## TASKS TO CARRY OUT:
1. Reproduce word for word the stretch of the passage about Buffett and the Illinois bank from "With the stock" through "of toilet paper.".
2. Pick up the passage about Buffett's purchase of the Illinois bank after its final sentence and keep writing it.
=== ARTICLE ===
With the stock market high, Scott was less busy these days. Buffett, his pockets full of the money that National Indemnity produced, was delving for entire businesses, since their prices were less subject to the whim of investors. He had discovered the Illinois National Bank & Trust, one of the most profitable banks he had ever seen, run by seventy-one-year-old Eugene Abegg in Rockford, Illinois. Buffett wanted the crusty Abegg as part of the deal. Abegg resembled Ben Rosner, who had counted sheets of toilet paper.
“He carried around thousands of dollars of cash in his pocket, and he cashed checks for people on the weekends. He carried a list of the numbers of unrented safe-deposit boxes with him everywhere and would try to rent you a safe-deposit box at a cocktail party. Mind you, this is the biggest bank in the second-largest city in Illinois at the time. He set every salary and paid every employee in cash, so the head of the trust department did not know how much his own secretaries made.
“Gene had already made a deal to sell the bank to somebody else. But the buyer had started criticizing it, or they wanted an audit and he’d never been audited and he wanted out. So I went out there, and I named a number that turned out to be about a million dollars less than the other guy. And Gene, who owned a quarter of the stock, called up his biggest shareholder, who owned more than half the stock, and said, ‘This young guy from Omaha’s come here and offered this. I’m tired of those guys at XYZ Company. If you want to sell to them, then you come run this bank, because I won’t.’ ”
=== DATA ROWS ===
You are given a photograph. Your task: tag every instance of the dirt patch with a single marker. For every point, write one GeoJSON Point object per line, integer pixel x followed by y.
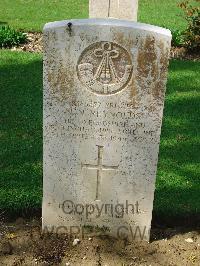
{"type": "Point", "coordinates": [22, 243]}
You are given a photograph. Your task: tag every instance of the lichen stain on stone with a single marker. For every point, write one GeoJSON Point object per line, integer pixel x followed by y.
{"type": "Point", "coordinates": [147, 59]}
{"type": "Point", "coordinates": [158, 89]}
{"type": "Point", "coordinates": [61, 81]}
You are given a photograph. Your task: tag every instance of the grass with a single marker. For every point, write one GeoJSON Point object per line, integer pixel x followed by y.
{"type": "Point", "coordinates": [178, 180]}
{"type": "Point", "coordinates": [33, 14]}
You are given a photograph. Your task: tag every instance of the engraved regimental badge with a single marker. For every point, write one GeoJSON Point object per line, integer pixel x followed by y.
{"type": "Point", "coordinates": [105, 68]}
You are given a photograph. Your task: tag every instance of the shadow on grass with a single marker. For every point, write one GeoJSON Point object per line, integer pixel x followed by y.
{"type": "Point", "coordinates": [177, 200]}
{"type": "Point", "coordinates": [177, 196]}
{"type": "Point", "coordinates": [21, 132]}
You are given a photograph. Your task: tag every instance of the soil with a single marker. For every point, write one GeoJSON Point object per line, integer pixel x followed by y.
{"type": "Point", "coordinates": [34, 44]}
{"type": "Point", "coordinates": [22, 243]}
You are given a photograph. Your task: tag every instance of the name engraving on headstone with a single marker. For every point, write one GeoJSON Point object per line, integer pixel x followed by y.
{"type": "Point", "coordinates": [100, 167]}
{"type": "Point", "coordinates": [105, 68]}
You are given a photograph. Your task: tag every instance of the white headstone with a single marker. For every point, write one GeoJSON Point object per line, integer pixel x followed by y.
{"type": "Point", "coordinates": [104, 87]}
{"type": "Point", "coordinates": [121, 9]}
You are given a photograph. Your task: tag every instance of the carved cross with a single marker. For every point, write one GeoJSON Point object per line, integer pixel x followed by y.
{"type": "Point", "coordinates": [100, 167]}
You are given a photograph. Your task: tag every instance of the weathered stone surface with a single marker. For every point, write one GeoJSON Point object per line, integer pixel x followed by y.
{"type": "Point", "coordinates": [104, 87]}
{"type": "Point", "coordinates": [121, 9]}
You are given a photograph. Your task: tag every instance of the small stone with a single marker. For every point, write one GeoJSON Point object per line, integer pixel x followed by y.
{"type": "Point", "coordinates": [6, 248]}
{"type": "Point", "coordinates": [76, 241]}
{"type": "Point", "coordinates": [189, 240]}
{"type": "Point", "coordinates": [20, 221]}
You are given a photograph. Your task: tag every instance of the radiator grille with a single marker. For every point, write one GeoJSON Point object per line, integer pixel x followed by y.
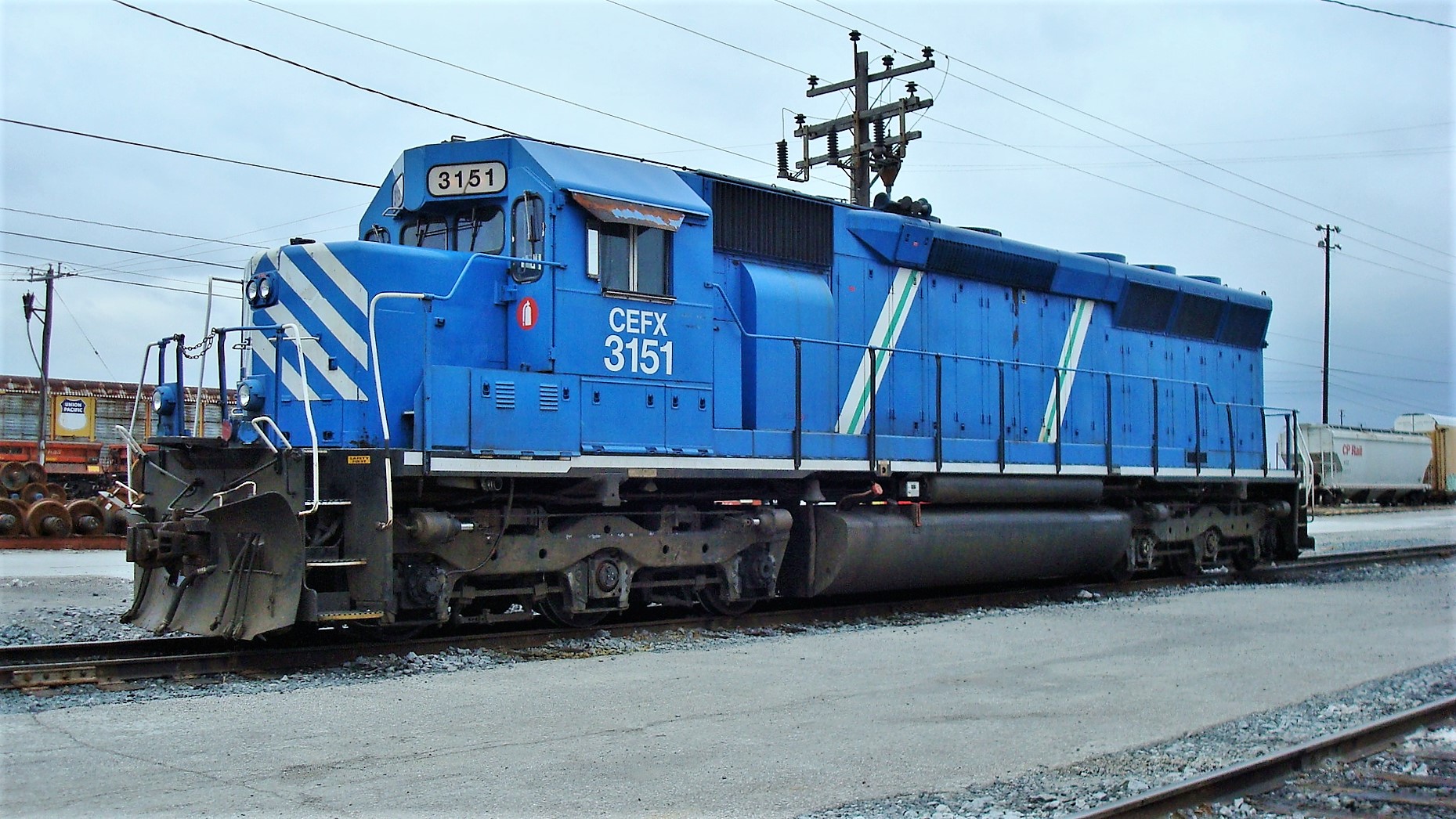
===
## ANSWERS TO THE TASKS:
1.
With the stock market high, Scott was less busy these days. Buffett, his pockets full of the money that National Indemnity produced, was delving for entire businesses, since their prices were less subject to the whim of investors. He had discovered the Illinois National Bank & Trust, one of the most profitable banks he had ever seen, run by seventy-one-year-old Eugene Abegg in Rockford, Illinois. Buffett wanted the crusty Abegg as part of the deal. Abegg resembled Ben Rosner, who had counted sheets of toilet paper.

2.
Sure enough, Abegg accepted his offer. And doing business with him cinched Buffett’s instinct that strong-willed and ethical entrepreneurs often cared more about how they and the companies they had built were going to be treated by the new owners than about grabbing the last nickel in a sale.
The Illinois National Bank, which Buffett soon came to refer to by its colloquial name of Rockford Bank, had been chartered in the days before the U.S. Treasury assumed the exclusive right to coin money. Buffett was fascinated to discover that it still issued its own currency. The ten-dollar bills featured Abegg’s picture. Buffett, whose net worth was now more than $26 million, could have bought almost anything he wanted, but not this.3 The idea of legal tender with your own picture on it captivated him. He began carrying a Rockford bill in his wallet.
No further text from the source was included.